TEXTO DE LECTURA
● ● ● ●
La película de hoy ha sido Fresas salvajes. Guardaba de ella un buen recuerdo, pero no esperaba, desde luego, una película tan próxima, tan cercana a mis postulados existenciales. Algunos diálogos, en especial los que pronuncia el hijísimo Evald, parecen sacados de mi propio repertorio filosófico, tan cercano, como se ve, a la mentalidad escandinava. Aunque será, más bien, que me apropié de las aseveraciones de Evald en un visionado anterior de la película, perdida ya en los años brumosos de mi formación, y que luego, una vez asimilado su contenido, el orgullo hizo pasar por mías tan juiciosas y preciosas reflexiones. Lo contrario sería una sorpresa, el surgimiento insospechado de un nuevo artista de talla internacional. Un camino abierto a la fama, al dinero, a las suecas hermosísimas… Alvaren Rodrirgarson, el intelectual, el hombre más envidiado de los fríos.

De Fresas salvajes me quedará, por encima de cualquier recuerdo, el sueño del anciano doctor Borg que transcurre en la facultad de medicina, cuando sueña que es examinado de nuevo y no es capaz de responder a cuestiones rutinarias para cualquier estudiante primerizo. Nunca he encontrado un sueño tan parecido a los míos, porque yo también sueño que regreso al colegio, o al instituto, y que he de examinarme otra vez de asignaturas ya aprobadas que ahora, confuso y lento de reflejos, suspendo, diluyendo en la incógnita todo el futuro real que vino a continuación. Son pesadillas que nunca había escuhado contar a nadie, pues vivo rodeado de gente que jamás sueña, o que sólo recuerda confusamente lo soñado.
● ● ● ●
MATERIAL PROPORCIONADO

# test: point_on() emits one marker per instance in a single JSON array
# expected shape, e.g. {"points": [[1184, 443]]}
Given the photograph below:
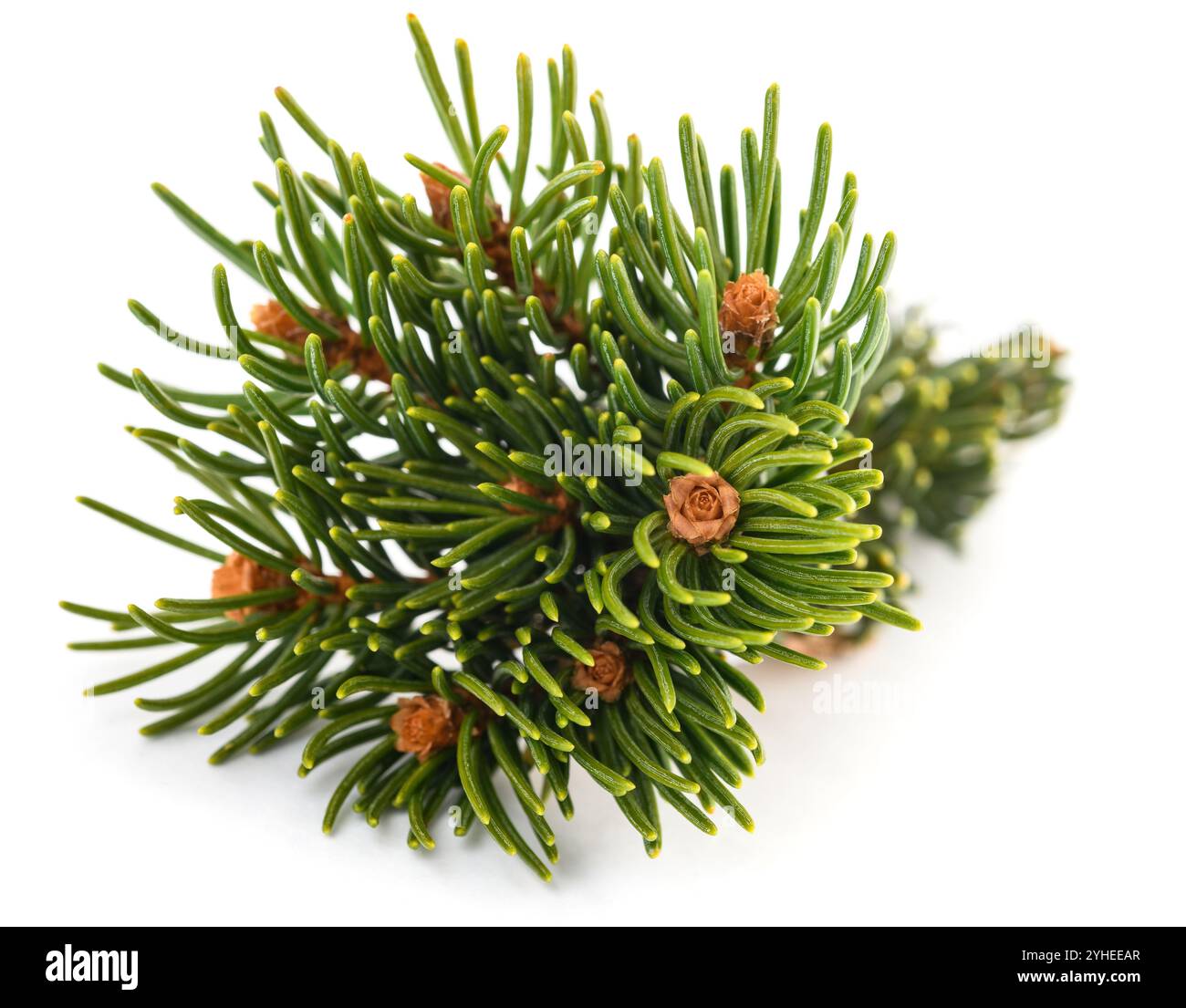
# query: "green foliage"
{"points": [[432, 549], [938, 428]]}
● ● ● ●
EJERCICIOS PROPUESTOS
(a) Reproduce todo el texto sobre Fresas salvajes desde "De Fresas salvajes" hasta "confusamente lo soñado.".
(b) Responde estas preguntas sobre el texto de Fresas salvajes:
(i) ¿Qué película se vio ese día?
(ii) ¿Qué personaje pronuncia los diálogos que parecen sacados del repertorio filosófico de quien escribe?
(iii) ¿En qué lugar transcurre el sueño del anciano doctor Borg?

RESPUESTAS ESPERADAS
(a)
De Fresas salvajes me quedará, por encima de cualquier recuerdo, el sueño del anciano doctor Borg que transcurre en la facultad de medicina, cuando sueña que es examinado de nuevo y no es capaz de responder a cuestiones rutinarias para cualquier estudiante primerizo. Nunca he encontrado un sueño tan parecido a los míos, porque yo también sueño que regreso al colegio, o al instituto, y que he de examinarme otra vez de asignaturas ya aprobadas que ahora, confuso y lento de reflejos, suspendo, diluyendo en la incógnita todo el futuro real que vino a continuación. Son pesadillas que nunca había escuhado contar a nadie, pues vivo rodeado de gente que jamás sueña, o que sólo recuerda confusamente lo soñado.

(b)
(i) Fresas salvajes.
(ii) Evald.
(iii) En la facultad de medicina.